• **Problem requirements**
Could you copy word for word the rows below, starting with the line that contains "the woman's arm" and going on through the line that contains "<point>187,143</point>", with both of those lines included?

(A block of data)
--- Start ---
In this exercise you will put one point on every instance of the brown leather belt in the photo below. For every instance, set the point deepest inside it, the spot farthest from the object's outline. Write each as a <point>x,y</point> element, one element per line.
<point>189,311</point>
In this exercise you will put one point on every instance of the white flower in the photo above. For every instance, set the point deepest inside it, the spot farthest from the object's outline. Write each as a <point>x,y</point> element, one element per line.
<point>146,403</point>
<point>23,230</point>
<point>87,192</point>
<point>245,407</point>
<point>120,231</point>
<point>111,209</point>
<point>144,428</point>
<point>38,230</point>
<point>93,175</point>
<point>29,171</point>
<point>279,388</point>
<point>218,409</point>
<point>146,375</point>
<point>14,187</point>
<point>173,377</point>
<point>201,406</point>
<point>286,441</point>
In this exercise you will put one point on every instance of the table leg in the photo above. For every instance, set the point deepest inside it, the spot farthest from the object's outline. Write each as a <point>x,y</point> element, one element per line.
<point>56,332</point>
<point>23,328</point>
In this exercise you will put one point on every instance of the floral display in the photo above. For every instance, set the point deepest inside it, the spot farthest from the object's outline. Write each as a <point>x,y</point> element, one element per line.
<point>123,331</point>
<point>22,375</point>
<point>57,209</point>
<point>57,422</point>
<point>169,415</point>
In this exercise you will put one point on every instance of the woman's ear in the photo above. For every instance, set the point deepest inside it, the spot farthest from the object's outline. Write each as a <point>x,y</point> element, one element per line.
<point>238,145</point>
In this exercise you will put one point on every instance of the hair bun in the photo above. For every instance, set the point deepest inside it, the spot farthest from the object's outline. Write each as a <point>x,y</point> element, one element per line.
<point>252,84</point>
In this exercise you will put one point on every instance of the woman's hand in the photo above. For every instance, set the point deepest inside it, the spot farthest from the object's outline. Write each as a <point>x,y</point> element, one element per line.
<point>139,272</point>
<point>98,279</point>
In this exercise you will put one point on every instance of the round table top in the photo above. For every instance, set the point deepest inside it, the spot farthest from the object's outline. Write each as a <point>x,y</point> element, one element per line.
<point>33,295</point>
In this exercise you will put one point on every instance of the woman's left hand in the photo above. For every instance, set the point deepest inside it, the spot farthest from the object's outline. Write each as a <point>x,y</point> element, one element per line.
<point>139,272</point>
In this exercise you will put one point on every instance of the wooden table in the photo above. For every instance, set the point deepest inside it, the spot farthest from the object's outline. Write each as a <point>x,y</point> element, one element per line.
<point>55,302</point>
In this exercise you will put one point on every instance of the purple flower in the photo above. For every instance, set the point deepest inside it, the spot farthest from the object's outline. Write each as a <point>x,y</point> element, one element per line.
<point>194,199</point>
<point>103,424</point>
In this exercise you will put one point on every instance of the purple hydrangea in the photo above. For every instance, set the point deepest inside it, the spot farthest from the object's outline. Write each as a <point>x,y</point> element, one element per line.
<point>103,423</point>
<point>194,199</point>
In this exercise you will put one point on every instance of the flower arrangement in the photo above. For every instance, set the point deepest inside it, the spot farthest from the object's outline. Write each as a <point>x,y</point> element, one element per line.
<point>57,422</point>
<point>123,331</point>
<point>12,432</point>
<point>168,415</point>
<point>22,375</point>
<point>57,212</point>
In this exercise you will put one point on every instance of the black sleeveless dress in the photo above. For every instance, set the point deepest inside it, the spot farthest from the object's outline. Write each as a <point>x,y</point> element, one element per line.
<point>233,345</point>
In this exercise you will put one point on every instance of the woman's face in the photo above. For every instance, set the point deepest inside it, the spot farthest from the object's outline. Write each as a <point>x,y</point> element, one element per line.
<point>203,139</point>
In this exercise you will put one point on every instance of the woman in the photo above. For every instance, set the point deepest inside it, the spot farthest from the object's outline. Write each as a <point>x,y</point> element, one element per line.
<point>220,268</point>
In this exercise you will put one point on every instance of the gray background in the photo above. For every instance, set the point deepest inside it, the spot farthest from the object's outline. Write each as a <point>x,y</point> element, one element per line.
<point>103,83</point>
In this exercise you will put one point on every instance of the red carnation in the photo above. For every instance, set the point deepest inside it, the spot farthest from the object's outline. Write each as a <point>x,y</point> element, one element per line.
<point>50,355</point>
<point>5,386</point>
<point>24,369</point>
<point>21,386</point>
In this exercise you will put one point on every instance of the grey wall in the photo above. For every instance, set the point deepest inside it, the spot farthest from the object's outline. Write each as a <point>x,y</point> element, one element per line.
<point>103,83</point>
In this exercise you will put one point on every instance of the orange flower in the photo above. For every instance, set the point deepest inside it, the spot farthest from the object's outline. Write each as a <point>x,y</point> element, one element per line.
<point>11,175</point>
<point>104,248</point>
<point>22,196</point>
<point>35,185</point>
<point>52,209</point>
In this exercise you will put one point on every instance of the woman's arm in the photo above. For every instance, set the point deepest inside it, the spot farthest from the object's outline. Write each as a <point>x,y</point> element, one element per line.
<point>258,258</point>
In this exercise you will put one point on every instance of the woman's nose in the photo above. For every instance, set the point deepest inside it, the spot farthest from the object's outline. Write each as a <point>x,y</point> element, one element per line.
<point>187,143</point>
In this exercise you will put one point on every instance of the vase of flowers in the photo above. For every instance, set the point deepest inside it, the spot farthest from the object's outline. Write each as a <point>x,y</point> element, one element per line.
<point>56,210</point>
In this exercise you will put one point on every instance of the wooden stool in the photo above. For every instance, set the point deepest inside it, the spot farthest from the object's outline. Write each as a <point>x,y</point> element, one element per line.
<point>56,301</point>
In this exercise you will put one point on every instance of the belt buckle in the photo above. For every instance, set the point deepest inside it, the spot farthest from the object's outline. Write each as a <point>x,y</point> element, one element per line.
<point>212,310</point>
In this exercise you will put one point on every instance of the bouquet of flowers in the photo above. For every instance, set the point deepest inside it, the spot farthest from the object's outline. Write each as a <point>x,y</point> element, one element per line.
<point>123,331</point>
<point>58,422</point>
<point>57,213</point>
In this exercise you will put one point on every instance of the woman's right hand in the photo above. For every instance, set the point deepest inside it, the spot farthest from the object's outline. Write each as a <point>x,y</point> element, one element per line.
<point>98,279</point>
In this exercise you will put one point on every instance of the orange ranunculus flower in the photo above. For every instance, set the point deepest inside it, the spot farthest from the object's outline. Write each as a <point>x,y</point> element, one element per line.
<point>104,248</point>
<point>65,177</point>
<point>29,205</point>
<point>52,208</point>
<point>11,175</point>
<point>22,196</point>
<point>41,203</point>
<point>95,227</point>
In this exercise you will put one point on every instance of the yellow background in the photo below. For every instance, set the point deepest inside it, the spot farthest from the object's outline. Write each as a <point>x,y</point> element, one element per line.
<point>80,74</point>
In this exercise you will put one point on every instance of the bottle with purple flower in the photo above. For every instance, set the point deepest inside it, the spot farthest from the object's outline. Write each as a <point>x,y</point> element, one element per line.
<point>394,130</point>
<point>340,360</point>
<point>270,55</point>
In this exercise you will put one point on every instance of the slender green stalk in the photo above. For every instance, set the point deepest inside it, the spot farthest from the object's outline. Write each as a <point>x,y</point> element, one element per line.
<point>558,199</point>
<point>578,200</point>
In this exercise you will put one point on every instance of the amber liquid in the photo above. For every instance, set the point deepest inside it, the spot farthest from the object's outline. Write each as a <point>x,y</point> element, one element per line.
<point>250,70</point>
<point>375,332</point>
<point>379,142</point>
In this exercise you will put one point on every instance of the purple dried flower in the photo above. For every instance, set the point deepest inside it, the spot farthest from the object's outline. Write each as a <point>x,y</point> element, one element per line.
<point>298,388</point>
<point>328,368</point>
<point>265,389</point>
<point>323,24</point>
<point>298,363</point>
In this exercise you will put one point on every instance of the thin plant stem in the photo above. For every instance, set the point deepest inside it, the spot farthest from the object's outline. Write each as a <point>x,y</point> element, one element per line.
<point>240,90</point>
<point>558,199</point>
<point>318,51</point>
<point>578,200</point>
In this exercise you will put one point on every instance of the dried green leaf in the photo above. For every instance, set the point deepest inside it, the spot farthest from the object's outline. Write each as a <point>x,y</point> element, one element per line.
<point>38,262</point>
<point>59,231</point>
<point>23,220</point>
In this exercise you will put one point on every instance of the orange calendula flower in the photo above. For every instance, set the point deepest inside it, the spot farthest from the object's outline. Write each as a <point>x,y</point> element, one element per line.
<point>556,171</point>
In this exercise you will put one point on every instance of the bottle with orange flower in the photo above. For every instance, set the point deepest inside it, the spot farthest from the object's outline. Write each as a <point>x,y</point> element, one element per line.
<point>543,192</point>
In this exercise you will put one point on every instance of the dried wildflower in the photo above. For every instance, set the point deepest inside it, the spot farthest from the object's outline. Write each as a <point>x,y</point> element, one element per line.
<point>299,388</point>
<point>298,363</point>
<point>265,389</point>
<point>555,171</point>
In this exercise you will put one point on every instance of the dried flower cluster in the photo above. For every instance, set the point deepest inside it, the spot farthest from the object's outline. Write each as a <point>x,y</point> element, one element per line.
--- End ---
• **Full response**
In this exercise you will put one point on every instance of the woman's arm in the photo above. For every instance, set the point deepest inside it, the spot farthest from the object's outline. Write each as a <point>x,y</point> element, one element per line.
<point>258,258</point>
In this exercise you will put one point on every instance of the woman's nose in the photo above. For every instance, set the point deepest inside it, the spot farthest from the object's outline. Write each as a <point>x,y</point> element, one element per line.
<point>187,143</point>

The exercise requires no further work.